═════ Quoted text ═════

# Peek a Boo



## reginaalear (Jan 4, 2007)

I was wondering what everyone thinks about the peek a boo?? For those who may not know it's where your hair is one color underneath and another on the top. I am wanting brown underneath and blonde on top. I was wanting to know what everyone thinks of this look. Do you like it or not?? Please be honest. My dh doesn't like it, but I want others opinions too. Thanks!!


----------



## MacForMe (Jan 4, 2007)

OMG! I wanted that!


----------



## dentaldee (Jan 4, 2007)

I think it looks really cool!!


----------



## Orangeeyecrayon (Jan 4, 2007)

i love this look


----------



## han (Jan 4, 2007)

some people really rock that look others dont..


----------



## reginaalear (Jan 4, 2007)

Yeah that's what my dh said. I'm wondering if I would look ok with it. Too bad you can't try it out first...lol


----------



## KristieTX (Jan 4, 2007)

I think the peek a boo look is awesome. I've been tempted to get my hair done like that a few times, but I just decided I was ready to go to all one color.


----------



## Retro-Violet (Jan 4, 2007)

i wanted to do that for so long.... you know i still do too!


----------



## Saja (Jan 4, 2007)

I like it. I like the darker color on top better...easier up keep on my hair. But your hair looks light in your avatar, so maybe lighter on top would be easier for you


----------



## AquaBlu (Jan 4, 2007)

═════ Dataset extract ═════

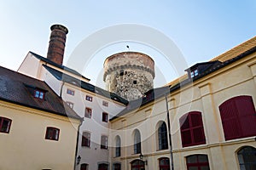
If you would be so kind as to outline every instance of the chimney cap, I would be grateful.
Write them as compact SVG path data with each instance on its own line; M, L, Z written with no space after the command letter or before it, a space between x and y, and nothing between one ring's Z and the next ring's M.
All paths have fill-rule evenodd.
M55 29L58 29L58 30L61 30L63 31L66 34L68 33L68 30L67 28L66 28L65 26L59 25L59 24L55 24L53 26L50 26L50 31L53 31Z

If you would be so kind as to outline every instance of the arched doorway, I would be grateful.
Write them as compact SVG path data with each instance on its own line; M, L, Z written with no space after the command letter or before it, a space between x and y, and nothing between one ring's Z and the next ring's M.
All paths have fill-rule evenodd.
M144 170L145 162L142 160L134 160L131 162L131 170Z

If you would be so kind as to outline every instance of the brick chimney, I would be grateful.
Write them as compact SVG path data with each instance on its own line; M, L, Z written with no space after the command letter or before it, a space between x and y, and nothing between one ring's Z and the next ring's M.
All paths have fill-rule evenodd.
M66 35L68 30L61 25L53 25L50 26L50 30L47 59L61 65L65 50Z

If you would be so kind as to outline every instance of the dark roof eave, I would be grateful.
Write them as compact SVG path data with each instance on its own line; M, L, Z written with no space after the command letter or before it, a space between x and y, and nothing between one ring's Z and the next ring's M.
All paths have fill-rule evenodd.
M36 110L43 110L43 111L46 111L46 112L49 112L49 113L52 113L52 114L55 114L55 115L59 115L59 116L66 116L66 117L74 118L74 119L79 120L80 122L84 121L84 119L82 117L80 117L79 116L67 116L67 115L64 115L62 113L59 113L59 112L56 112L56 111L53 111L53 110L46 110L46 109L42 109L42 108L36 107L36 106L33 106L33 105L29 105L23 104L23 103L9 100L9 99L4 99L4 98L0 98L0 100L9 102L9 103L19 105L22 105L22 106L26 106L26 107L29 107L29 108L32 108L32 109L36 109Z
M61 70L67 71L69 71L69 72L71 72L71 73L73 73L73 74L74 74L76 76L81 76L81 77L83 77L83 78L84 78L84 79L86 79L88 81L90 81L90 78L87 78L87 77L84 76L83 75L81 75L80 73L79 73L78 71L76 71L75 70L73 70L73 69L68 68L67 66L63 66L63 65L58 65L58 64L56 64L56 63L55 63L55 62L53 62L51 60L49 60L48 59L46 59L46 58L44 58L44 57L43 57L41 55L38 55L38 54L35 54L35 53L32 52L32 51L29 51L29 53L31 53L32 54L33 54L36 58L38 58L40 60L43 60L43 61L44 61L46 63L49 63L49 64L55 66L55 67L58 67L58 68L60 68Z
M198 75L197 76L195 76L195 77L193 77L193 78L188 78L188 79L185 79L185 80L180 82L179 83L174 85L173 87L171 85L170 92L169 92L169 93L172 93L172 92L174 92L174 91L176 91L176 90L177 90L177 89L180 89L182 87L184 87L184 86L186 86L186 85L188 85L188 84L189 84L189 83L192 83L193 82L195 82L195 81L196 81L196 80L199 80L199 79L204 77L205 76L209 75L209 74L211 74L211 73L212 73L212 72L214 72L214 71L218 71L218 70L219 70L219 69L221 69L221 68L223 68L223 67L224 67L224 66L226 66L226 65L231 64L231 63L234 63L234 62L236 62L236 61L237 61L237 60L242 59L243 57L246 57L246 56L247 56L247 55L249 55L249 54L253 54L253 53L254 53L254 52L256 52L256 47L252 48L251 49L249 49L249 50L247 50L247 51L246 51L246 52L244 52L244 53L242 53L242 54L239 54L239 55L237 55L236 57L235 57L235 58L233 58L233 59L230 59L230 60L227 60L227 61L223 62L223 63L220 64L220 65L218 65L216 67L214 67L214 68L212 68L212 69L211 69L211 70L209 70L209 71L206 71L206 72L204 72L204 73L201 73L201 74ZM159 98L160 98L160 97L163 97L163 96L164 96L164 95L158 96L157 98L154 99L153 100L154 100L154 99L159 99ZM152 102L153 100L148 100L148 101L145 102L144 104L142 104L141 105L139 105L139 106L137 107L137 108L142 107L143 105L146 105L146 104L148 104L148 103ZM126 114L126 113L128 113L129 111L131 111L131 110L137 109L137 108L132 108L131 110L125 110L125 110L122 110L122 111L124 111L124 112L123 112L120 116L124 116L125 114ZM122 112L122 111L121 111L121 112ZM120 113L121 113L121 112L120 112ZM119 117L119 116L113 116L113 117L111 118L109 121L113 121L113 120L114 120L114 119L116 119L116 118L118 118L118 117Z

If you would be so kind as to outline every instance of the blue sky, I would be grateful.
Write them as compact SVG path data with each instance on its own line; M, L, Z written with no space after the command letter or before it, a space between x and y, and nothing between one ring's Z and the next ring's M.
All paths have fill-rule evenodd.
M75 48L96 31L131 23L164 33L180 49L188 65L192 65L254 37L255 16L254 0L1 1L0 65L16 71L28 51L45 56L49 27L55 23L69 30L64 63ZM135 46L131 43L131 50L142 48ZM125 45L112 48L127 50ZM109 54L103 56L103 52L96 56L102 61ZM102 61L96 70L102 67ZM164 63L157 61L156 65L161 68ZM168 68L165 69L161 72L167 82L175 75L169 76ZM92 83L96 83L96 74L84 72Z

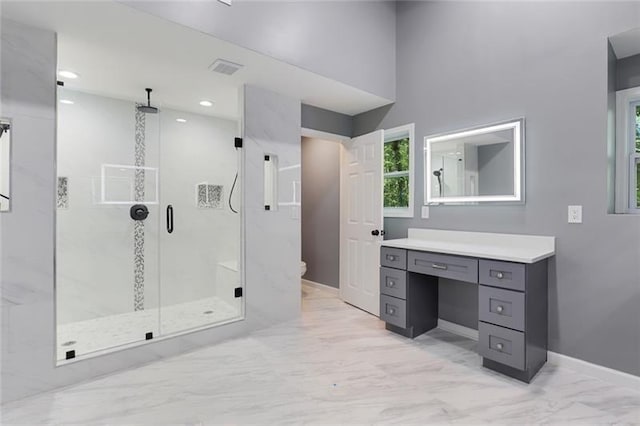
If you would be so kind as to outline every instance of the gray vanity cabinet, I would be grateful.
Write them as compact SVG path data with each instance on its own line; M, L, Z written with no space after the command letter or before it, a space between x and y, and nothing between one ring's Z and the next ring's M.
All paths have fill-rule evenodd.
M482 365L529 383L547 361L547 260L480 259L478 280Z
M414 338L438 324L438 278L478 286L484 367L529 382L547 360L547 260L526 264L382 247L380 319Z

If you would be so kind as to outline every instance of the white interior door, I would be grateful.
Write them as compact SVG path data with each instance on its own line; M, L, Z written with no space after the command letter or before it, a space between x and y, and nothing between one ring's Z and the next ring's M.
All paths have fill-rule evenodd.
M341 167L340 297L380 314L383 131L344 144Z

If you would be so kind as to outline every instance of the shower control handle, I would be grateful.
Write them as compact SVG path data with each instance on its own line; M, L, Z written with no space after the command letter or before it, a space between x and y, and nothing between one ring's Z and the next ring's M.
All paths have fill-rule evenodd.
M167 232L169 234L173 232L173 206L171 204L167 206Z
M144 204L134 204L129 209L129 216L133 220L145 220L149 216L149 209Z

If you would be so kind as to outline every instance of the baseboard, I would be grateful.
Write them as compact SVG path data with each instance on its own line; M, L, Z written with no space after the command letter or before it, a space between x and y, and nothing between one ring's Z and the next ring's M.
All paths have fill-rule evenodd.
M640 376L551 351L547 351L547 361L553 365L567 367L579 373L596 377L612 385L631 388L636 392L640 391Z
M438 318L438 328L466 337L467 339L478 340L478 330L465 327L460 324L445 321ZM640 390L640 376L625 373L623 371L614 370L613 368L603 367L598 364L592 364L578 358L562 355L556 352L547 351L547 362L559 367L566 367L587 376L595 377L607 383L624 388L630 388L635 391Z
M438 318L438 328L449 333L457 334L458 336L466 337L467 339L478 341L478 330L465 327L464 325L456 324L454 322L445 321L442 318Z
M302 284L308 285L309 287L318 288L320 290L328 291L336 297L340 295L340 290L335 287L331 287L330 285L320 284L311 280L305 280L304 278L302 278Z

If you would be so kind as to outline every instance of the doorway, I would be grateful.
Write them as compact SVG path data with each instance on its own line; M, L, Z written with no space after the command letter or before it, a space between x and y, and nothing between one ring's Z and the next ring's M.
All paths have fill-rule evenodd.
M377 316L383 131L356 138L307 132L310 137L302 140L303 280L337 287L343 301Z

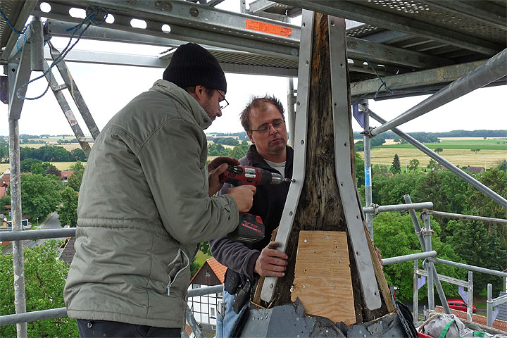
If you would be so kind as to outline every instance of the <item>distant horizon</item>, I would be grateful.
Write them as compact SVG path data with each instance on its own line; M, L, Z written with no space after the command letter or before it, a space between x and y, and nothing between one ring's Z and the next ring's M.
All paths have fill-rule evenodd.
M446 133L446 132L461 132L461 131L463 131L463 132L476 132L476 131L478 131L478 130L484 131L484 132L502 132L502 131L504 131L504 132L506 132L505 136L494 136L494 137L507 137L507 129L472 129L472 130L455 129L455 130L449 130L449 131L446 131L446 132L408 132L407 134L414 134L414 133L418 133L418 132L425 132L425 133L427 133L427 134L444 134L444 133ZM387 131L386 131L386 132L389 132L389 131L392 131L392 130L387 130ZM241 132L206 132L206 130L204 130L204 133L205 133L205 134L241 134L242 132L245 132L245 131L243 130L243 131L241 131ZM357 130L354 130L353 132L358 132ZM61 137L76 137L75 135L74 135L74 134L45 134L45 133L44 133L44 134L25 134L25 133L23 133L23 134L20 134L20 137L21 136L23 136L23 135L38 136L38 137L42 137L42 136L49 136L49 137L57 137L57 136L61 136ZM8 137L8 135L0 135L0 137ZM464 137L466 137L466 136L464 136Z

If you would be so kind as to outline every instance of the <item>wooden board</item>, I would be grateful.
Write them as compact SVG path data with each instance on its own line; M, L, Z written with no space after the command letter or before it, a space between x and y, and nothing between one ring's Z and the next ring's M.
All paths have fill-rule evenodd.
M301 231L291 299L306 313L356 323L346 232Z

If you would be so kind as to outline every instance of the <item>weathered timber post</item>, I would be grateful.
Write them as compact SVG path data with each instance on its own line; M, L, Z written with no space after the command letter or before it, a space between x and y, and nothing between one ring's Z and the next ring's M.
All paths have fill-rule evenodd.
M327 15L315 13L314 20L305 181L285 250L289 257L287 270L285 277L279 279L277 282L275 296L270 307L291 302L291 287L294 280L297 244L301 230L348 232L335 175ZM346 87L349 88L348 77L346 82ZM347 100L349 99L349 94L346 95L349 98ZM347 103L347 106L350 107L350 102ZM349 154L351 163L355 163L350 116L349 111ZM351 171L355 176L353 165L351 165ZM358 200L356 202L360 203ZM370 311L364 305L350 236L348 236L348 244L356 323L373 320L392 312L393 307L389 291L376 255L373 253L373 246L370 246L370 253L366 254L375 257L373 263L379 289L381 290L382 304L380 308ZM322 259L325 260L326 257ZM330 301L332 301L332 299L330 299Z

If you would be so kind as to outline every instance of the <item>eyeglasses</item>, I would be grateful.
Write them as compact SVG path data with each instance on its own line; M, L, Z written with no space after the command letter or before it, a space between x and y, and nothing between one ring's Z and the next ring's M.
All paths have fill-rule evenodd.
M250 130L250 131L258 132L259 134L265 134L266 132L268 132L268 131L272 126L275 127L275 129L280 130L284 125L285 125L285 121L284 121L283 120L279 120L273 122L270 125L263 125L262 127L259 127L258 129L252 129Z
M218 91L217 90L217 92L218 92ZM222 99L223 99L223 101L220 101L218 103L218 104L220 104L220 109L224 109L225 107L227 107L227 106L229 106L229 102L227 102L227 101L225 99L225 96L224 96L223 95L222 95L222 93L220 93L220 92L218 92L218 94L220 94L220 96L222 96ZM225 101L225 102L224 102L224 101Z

═════

• _Task set_
A - Answer these questions from the peek-a-boo hair thread:
(i) Which color does the original poster want underneath, and which on top?
(ii) What did KristieTX decide to do with her hair instead of the peek-a-boo look?
(iii) Which color does Saja prefer on top for her own hair, and why?
B - Convert the listing lines from the line containing "chimney, I would be grateful." through the line containing "M66 35L68 30L61", inclusive, into a JSON list of strings with one string per line and blank lines omitted.

• _Responses per task_
A -
(i) Brown underneath and blonde on top.
(ii) She decided she was ready to go to all one color.
(iii) She prefers the darker color on top because it is easier upkeep on her hair.

B -
[
  "If you would be so kind as to outline every instance of the brick chimney, I would be grateful.",
  "Write them as compact SVG path data with each instance on its own line; M, L, Z written with no space after the command letter or before it, a space between x and y, and nothing between one ring's Z and the next ring's M.",
  "All paths have fill-rule evenodd.",
  "M66 35L68 30L61 25L53 25L50 26L50 30L47 59L61 65L65 50Z"
]